**Goal of the exercise:** Count how many lines of the material below contain the string "Test", matching case exactly, and reply with only that number.

[Saved data entries]
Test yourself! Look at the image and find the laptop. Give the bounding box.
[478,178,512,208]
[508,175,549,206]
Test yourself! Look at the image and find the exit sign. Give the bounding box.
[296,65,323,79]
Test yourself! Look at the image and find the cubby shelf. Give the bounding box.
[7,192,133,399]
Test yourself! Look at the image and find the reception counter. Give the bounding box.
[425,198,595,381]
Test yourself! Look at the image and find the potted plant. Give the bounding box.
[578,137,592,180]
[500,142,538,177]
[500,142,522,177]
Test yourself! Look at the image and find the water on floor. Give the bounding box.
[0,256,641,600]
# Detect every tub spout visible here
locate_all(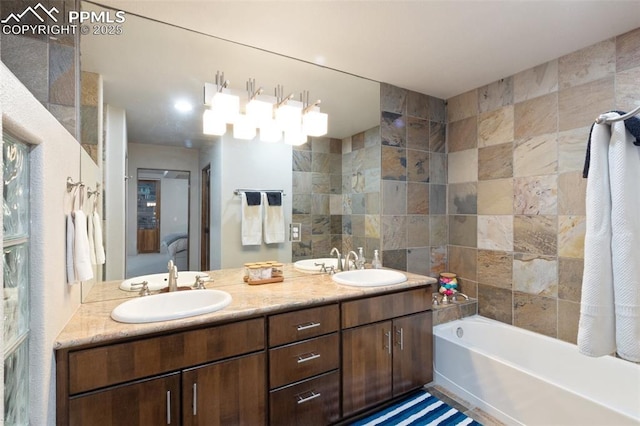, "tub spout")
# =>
[451,292,469,302]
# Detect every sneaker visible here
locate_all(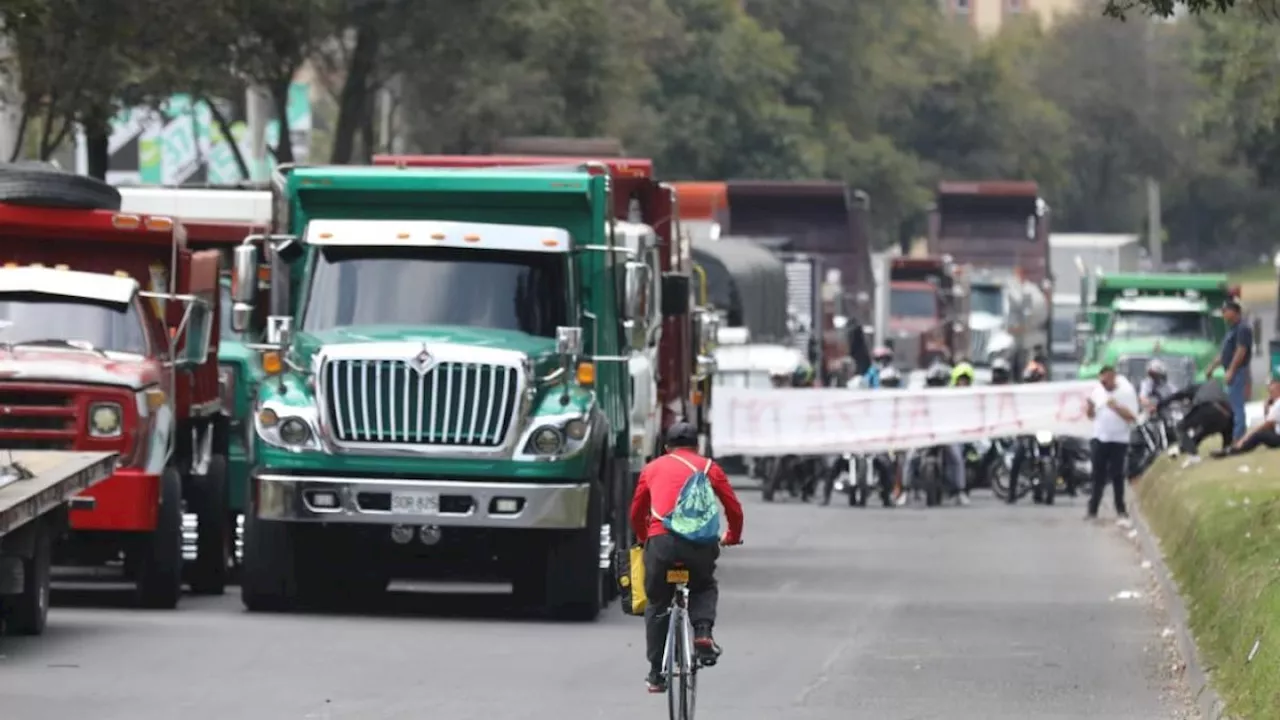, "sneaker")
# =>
[694,625,721,667]
[644,670,667,693]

**Result for this exercise:** 6